-- DATA PROVIDED follows --

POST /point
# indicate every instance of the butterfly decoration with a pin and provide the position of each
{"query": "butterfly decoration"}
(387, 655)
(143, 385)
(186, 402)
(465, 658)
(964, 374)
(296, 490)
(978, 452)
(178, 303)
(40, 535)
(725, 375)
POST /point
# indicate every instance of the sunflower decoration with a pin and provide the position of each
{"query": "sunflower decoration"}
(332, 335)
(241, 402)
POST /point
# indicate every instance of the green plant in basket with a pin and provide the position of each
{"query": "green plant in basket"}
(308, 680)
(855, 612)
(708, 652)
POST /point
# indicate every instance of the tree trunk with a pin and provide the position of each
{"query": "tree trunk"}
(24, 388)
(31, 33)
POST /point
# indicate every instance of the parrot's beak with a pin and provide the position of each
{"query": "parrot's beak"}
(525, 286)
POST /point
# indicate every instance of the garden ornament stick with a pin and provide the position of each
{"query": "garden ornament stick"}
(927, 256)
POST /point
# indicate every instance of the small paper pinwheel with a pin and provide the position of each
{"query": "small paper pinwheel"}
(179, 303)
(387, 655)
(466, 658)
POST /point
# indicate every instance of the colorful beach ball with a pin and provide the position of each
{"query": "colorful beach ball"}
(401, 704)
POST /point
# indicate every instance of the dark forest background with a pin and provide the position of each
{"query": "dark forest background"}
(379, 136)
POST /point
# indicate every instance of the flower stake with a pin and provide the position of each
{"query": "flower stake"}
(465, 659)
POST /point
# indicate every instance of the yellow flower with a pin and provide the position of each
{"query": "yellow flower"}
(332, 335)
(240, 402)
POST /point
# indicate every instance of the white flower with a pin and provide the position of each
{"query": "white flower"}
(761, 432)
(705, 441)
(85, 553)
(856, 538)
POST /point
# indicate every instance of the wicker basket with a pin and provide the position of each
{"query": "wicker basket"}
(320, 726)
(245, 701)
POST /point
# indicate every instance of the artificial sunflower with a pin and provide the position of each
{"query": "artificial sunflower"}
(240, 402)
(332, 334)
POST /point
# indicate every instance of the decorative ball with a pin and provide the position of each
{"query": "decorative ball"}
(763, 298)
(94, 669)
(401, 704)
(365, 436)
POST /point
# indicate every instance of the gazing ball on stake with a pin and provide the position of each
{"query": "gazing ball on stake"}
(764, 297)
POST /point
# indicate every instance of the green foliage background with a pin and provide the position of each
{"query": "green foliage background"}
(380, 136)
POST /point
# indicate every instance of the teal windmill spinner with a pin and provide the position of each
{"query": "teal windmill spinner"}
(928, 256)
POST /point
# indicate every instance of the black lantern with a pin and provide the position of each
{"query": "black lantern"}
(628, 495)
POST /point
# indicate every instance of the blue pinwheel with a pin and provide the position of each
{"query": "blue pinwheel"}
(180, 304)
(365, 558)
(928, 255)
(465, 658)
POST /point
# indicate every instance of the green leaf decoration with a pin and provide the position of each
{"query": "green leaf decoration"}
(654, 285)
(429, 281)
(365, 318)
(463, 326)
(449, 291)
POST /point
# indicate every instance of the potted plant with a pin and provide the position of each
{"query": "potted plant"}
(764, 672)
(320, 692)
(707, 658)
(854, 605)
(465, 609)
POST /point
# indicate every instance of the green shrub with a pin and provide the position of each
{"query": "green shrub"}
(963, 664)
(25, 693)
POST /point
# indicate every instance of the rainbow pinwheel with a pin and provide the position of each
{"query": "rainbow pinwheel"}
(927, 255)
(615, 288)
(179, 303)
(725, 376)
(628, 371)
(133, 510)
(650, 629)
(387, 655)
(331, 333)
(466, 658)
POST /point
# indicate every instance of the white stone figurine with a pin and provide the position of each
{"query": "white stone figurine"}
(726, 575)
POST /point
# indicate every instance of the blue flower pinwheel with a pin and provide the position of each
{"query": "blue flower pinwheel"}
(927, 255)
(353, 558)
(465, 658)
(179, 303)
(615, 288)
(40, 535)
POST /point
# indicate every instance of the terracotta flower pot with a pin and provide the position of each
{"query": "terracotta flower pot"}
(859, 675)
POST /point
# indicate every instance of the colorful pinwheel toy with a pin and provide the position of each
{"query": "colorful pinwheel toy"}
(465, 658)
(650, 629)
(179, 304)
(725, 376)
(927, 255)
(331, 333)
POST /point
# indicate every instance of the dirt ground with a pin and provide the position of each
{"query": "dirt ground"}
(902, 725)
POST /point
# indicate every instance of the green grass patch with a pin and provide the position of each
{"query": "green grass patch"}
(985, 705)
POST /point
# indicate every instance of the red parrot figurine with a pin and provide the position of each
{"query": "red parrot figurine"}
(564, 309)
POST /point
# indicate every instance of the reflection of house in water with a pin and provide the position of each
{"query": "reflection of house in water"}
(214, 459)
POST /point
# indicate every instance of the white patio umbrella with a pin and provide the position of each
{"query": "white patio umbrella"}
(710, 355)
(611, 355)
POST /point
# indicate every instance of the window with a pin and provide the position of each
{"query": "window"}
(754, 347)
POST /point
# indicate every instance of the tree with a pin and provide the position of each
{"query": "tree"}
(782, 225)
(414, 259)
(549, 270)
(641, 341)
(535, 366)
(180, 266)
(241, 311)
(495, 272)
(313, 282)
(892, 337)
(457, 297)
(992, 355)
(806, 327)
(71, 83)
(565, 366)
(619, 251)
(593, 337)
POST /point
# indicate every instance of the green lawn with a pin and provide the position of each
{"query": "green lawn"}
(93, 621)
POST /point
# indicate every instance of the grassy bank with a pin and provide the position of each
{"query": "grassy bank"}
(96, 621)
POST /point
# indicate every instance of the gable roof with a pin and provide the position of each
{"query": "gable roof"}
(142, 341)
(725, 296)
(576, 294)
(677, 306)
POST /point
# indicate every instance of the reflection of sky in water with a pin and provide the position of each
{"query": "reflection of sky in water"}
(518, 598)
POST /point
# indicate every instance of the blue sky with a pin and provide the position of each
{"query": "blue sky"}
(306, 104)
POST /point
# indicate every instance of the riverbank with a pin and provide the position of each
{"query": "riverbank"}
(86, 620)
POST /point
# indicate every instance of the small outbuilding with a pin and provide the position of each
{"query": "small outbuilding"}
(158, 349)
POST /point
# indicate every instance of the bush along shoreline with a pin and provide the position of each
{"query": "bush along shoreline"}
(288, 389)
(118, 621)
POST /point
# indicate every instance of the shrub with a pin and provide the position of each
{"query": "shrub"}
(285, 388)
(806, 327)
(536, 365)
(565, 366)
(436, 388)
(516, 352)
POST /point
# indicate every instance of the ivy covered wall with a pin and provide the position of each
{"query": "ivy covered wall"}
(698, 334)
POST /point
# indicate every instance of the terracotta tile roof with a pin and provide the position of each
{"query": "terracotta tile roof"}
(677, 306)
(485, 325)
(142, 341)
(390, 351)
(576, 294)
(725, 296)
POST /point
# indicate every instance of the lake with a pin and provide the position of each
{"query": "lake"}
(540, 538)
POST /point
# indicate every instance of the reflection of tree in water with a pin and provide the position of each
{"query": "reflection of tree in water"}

-- DATA PROVIDED concluded --

WHAT YOU WILL DO:
Write out the full listing without altering anything.

WRITTEN REPLY:
POST /point
# indicate every instance of the butterfly decoration with a pin and provide the position of each
{"query": "butterfly decoration"}
(387, 655)
(143, 385)
(186, 402)
(465, 658)
(964, 374)
(296, 490)
(978, 452)
(178, 303)
(40, 535)
(725, 375)
POST /point
# indicate every instance of the sunflower decoration with a pin and provide the position of each
{"query": "sunflower decoration"}
(332, 335)
(241, 402)
POST /point
# indicate every instance of the green plant in basket with a pin and provide the position of each
{"query": "green plant in basket"}
(308, 680)
(855, 612)
(708, 652)
POST /point
# indicate every instance of the tree trunk with a pin and provide the position of each
{"query": "tree trunk"}
(24, 388)
(31, 33)
POST /point
# indicate every instance of the parrot's beak with a pin and provide the position of each
{"query": "parrot's beak"}
(525, 286)
POST /point
# indicate every instance of the garden ornament stick with a pin and provide the position of each
{"query": "garden ornament stick"}
(927, 256)
POST /point
# indicate every instance of the small paper pinwheel with a pin and provide the position of each
{"query": "small paper pinwheel"}
(179, 303)
(387, 655)
(466, 658)
POST /point
# indicate every instance of the colorful beach ball with a pin and provide the position of each
{"query": "colorful beach ball"}
(401, 704)
POST /point
# indicate every instance of the dark forest background with a pin and provide the position of each
{"query": "dark forest background"}
(379, 136)
POST /point
# indicate every instance of the flower stake with a pin and provide the position of each
{"query": "flower stake"}
(465, 659)
POST /point
# indicate every instance of the yellow flower with a pin and provide the position of each
{"query": "yellow flower"}
(332, 335)
(240, 402)
POST /point
# indicate every instance of the white flower with a pin and provide the position of each
{"query": "white flower"}
(761, 432)
(705, 441)
(85, 553)
(856, 538)
POST /point
# indicate every instance of the wicker basket with a pin and provide the position of each
{"query": "wicker basket"}
(320, 726)
(245, 701)
POST /point
# indicate every instance of the artificial sunflower with a pin and provide the position of each
{"query": "artificial sunflower"}
(240, 402)
(332, 334)
POST /point
# indicate every instance of the decorative ball with a pin and provide the position of each
{"query": "decorative ball"}
(763, 298)
(94, 669)
(401, 704)
(365, 436)
POST /point
# indicate every instance of the gazing ball on stake with a pin and provide the position of each
{"query": "gazing ball on stake"}
(764, 297)
POST /point
# indicate every instance of the green foliage background with a pin and provide the position of each
{"query": "green foliage background"}
(380, 136)
POST /point
# indicate every instance of the teal windmill spinner with a pin and provide the position of each
{"query": "teal windmill spinner"}
(928, 256)
POST /point
# indicate every instance of the black lantern with a pin and provide the position of each
{"query": "black lantern"}
(628, 495)
POST /point
# indicate every instance of the blue pinwheel with a pin and provide the position of each
{"query": "blue pinwheel"}
(180, 304)
(365, 558)
(928, 255)
(465, 658)
POST /point
# indicate every instance of the green leaf decoration with a pin and provide the position of each
{"query": "green leaf decoration"}
(654, 285)
(429, 281)
(365, 318)
(463, 326)
(449, 291)
POST /point
# indicate every instance of the potted plant with a pin and provide the position of each
{"query": "potted plant"}
(764, 672)
(320, 692)
(707, 658)
(854, 605)
(465, 609)
POST /point
# indicate every instance of the green shrub with a pin and provide the position of each
{"query": "green shrub"}
(963, 664)
(25, 693)
POST /point
# indicate every instance of the rainbow pinwheel with a pin and provide the position of each
{"query": "rainbow pinwheel"}
(927, 255)
(615, 288)
(179, 303)
(725, 376)
(628, 371)
(133, 510)
(650, 629)
(387, 655)
(331, 333)
(466, 658)
POST /point
# indicate every instance of the white stone figurine with a pin and provide the position of each
{"query": "white stone figurine"}
(726, 575)
POST /point
# indicate every instance of the blue flower pinwheel with a pin and provide the position of each
{"query": "blue flower pinwheel"}
(927, 255)
(353, 558)
(465, 658)
(179, 303)
(615, 288)
(40, 535)
POST /point
# indicate every instance of the terracotta flower pot with a pin and provide the position of each
{"query": "terracotta flower pot"}
(859, 675)
POST /point
# indicate every instance of the colorful pinwheel toy with a pin and provide the position of each
{"query": "colorful pinwheel toy"}
(465, 658)
(650, 629)
(179, 304)
(725, 376)
(927, 255)
(331, 333)
POST /point
# indicate every instance of the dirt ground with a pin and provide the position of each
{"query": "dirt ground"}
(902, 725)
POST /point
# indicate every instance of the green grass patch with a pin and provide the position of each
{"query": "green grass patch"}
(985, 705)
POST /point
# indicate every instance of the red parrot figurine with a pin and provide the position of each
{"query": "red parrot figurine"}
(564, 309)
POST /point
# indicate every instance of the reflection of house in water with a pin and provide the position of each
{"query": "reflection of house in water"}
(214, 459)
POST /point
# indicate every instance of the white patio umbrella with a pin and provide the position of each
{"query": "white patio umbrella"}
(710, 355)
(611, 355)
POST /point
# indicate every instance of the window with a pin and provide the position of each
{"query": "window"}
(754, 347)
POST /point
# indicate every instance of the tree with a pin and provide the position of each
{"query": "tree"}
(782, 225)
(414, 259)
(549, 270)
(641, 341)
(535, 366)
(180, 266)
(241, 311)
(495, 272)
(313, 282)
(892, 337)
(457, 297)
(992, 355)
(806, 327)
(71, 83)
(565, 366)
(619, 251)
(593, 337)
POST /point
# indicate every instance of the green lawn with a pin and provide the position of each
{"query": "green lawn"}
(93, 621)
POST /point
# indicate every instance of the grassy bank with a pin and provide the position of each
{"query": "grassy bank"}
(96, 621)
POST /point
# indicate every instance of the gable roof with a pin and provide the position of each
{"query": "gable roof"}
(142, 341)
(725, 296)
(576, 294)
(677, 306)
POST /point
# indicate every instance of the reflection of sky in water with a pin and provide the position of each
{"query": "reflection of sky in water"}
(518, 598)
POST /point
# indicate every instance of the blue sky with a pin and provide the position of each
{"query": "blue sky"}
(306, 104)
POST /point
# indicate every instance of the riverbank with a pin and provide the position of each
{"query": "riverbank"}
(86, 620)
POST /point
# indicate every instance of the small outbuilding with a pin and provide the position of each
{"query": "small outbuilding"}
(158, 349)
POST /point
# indicate every instance of the bush along shoreline with a pin and provide the position of each
{"query": "bush along shoreline"}
(288, 389)
(118, 621)
POST /point
# indicate every instance of the shrub with a pin and provide the position of each
{"query": "shrub"}
(285, 388)
(806, 327)
(536, 365)
(565, 366)
(436, 388)
(516, 352)
POST /point
# indicate every instance of the ivy covered wall with a pin and provide the position of each
{"query": "ivy covered wall"}
(698, 334)
POST /point
# indicate every instance of the terracotta tile roof with a pin and provide the position of each
{"query": "terracotta tile roof"}
(677, 306)
(485, 325)
(142, 341)
(390, 351)
(576, 294)
(725, 296)
POST /point
# indicate every instance of the lake with a pin and provide the position of each
{"query": "lake"}
(540, 538)
POST /point
# indicate every instance of the reflection of tree in water with a pin and provide the position of each
{"query": "reflection of tree in water"}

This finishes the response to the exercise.